* **TASK DETAILS**
Can you reproduce word for word the passage of the mindfulness post below that opens with "You know I'm" and closes with "and with others."?

(READING PASSAGE)

Friday, November 1, 2019

YOUR CALMER SIDE

Illustration by Lori Roberts, Quote by Eckhart Tolle

You know I'm a newcomer to mindfulness, just two and a half years.  But ever since I started the practice I've looked for helps.  They're abundant.  One of the helps I found got me thinking about our calmer sides.  We all have one.  I guess it's the accessibility that differs, from person-to-person, from day-to-day.  We know when we're calm we feel differently.  Our breath, our heart rate, our minds are all sending signals of patience and kindness, with ourselves and with others.  

As part of this month's culmination in Thanksgiving I've decided to make gratitude and thankfulness an intention.  The science on this tells me my calmer side will rejoice.  With a little help from the pros, here's the plan:  First, let go of the desire for my life to be different than it is.  Sure it would be nice to feel younger, to have all the family closer, to have all my prayers answered. If wishes were horses . . . .  But that's not real, is it? The idea is to accept today, as it is.  And when I weigh everything, today just as it is, is good.  I can be thankful for that.

(End READING PASSAGE)
(DATASET EXCERPTS)

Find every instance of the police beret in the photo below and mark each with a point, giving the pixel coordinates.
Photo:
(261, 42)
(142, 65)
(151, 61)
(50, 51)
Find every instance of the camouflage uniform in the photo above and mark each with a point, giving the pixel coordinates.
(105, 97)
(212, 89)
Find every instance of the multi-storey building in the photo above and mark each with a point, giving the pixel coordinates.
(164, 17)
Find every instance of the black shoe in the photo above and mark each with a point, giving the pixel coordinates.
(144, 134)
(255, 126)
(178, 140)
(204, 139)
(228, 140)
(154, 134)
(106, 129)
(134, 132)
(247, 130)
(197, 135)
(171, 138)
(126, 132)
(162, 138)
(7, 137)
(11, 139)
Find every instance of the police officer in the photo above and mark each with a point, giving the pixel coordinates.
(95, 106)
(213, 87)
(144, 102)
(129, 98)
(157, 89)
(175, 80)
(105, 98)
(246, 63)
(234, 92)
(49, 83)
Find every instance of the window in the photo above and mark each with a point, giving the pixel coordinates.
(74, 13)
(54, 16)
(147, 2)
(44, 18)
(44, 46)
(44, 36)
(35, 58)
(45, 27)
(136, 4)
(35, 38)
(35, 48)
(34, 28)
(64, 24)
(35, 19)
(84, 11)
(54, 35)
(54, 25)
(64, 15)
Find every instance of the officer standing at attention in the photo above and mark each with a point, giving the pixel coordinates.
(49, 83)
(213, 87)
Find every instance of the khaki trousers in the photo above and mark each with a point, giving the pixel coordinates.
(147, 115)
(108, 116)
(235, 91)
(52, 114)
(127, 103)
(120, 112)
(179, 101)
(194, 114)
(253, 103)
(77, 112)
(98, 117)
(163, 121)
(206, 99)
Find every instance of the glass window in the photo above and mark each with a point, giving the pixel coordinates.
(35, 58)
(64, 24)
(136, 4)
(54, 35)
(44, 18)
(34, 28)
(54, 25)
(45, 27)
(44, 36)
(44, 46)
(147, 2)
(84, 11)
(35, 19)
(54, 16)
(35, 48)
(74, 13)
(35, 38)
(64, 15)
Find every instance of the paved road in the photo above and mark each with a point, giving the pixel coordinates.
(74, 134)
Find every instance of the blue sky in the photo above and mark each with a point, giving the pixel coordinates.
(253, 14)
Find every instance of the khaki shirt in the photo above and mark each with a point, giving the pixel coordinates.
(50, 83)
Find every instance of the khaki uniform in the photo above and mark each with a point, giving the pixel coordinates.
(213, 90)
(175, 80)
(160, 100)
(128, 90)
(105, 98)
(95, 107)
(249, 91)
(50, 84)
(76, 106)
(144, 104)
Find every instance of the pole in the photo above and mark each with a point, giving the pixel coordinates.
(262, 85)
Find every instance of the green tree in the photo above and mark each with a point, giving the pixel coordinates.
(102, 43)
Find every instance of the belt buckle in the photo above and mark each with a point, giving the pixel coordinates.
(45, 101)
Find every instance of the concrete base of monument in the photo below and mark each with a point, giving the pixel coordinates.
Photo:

(End DATASET EXCERPTS)

* **THE ANSWER**
You know I'm a newcomer to mindfulness, just two and a half years.  But ever since I started the practice I've looked for helps.  They're abundant.  One of the helps I found got me thinking about our calmer sides.  We all have one.  I guess it's the accessibility that differs, from person-to-person, from day-to-day.  We know when we're calm we feel differently.  Our breath, our heart rate, our minds are all sending signals of patience and kindness, with ourselves and with others.